◆ TEXTE PRÉSENTÉ
══════════════════════════════
Déclaration de Dr Mo Ibrahim

Le bras de fer géopolitique opposant les États-Unis, l'actuelle superpuissance dominante, et la Chine, nouvelle prétendante au titre, constitue une sérieuse menace pour le multilatéralisme et les institutions mondiales.

Les dernières attaques contre Kristalina Georgieva, Directrice générale du Fonds monétaire international, en est un exemple édifiant. Mme Georgieva est accusée d'avoir interféré avec le classement du rapport annuel « Doing Business » de la Banque mondiale en 2018, lorsqu'elle présidait cette institution, pour que la Chine obtienne un classement plus favorable. Cette accusation est pour le moins déroutante, étant donné que la personne qui pilotait ce rapport, le Professeur Shantayanan Devarajan, économiste en chef à la Banque mondiale affirme qu’elle n’a rien fait de tel. On peut même constater, qu’en 2018, la progression de la Chine dans le classement annuel a stagné. Ce n’est que suite au départ de Kristalina Georgieva de la Banque Mondiale que la Chine a repris son ascension dans le classement, gagnant 15 places entre 2019 et 2020.
══════════════════════════════
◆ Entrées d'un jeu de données
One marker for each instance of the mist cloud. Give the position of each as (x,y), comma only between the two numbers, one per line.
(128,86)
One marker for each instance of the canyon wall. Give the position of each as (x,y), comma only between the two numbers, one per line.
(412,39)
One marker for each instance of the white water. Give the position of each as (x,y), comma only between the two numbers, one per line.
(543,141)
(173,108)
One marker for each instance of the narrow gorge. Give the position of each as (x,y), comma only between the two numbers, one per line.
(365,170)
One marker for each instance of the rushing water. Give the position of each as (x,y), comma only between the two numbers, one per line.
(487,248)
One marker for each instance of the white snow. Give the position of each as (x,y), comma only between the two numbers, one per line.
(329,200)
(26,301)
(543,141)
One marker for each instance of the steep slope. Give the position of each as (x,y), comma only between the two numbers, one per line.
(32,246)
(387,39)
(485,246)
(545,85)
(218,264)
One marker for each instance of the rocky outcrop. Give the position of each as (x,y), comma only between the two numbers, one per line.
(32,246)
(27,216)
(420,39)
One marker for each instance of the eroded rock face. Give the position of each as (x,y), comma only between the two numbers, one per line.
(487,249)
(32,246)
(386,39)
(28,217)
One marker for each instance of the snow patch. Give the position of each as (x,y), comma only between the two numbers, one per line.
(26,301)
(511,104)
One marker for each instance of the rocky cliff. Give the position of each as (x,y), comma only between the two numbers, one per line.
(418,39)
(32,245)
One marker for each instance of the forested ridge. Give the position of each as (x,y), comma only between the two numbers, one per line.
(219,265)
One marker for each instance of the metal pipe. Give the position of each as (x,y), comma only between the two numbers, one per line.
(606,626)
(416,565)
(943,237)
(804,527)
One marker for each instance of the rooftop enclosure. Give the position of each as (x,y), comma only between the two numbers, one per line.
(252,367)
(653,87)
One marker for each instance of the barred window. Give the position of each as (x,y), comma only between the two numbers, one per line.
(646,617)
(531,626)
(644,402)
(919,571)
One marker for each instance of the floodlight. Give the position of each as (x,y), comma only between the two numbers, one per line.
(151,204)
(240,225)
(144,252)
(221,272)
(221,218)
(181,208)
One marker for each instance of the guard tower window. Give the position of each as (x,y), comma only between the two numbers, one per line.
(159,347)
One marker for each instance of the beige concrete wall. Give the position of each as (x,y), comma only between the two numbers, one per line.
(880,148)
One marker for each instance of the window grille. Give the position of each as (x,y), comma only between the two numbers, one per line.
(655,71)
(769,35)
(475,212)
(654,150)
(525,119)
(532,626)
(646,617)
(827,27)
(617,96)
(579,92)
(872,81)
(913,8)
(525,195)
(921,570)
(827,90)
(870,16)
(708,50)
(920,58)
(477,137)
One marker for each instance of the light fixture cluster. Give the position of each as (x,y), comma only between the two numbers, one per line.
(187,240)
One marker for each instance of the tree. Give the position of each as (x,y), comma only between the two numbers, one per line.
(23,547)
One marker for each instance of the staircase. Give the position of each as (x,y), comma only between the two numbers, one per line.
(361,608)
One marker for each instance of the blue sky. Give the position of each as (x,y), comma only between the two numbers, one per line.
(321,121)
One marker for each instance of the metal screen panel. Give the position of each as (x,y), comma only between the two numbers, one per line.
══════════════════════════════
◆ CONSIGNE
Recopiez la déclaration du Dr Mo Ibrahim dans son intégralité, sans la moindre modification.

◆ RÉPONSE
Déclaration de Dr Mo Ibrahim

Le bras de fer géopolitique opposant les États-Unis, l'actuelle superpuissance dominante, et la Chine, nouvelle prétendante au titre, constitue une sérieuse menace pour le multilatéralisme et les institutions mondiales.

Les dernières attaques contre Kristalina Georgieva, Directrice générale du Fonds monétaire international, en est un exemple édifiant. Mme Georgieva est accusée d'avoir interféré avec le classement du rapport annuel « Doing Business » de la Banque mondiale en 2018, lorsqu'elle présidait cette institution, pour que la Chine obtienne un classement plus favorable. Cette accusation est pour le moins déroutante, étant donné que la personne qui pilotait ce rapport, le Professeur Shantayanan Devarajan, économiste en chef à la Banque mondiale affirme qu’elle n’a rien fait de tel. On peut même constater, qu’en 2018, la progression de la Chine dans le classement annuel a stagné. Ce n’est que suite au départ de Kristalina Georgieva de la Banque Mondiale que la Chine a repris son ascension dans le classement, gagnant 15 places entre 2019 et 2020.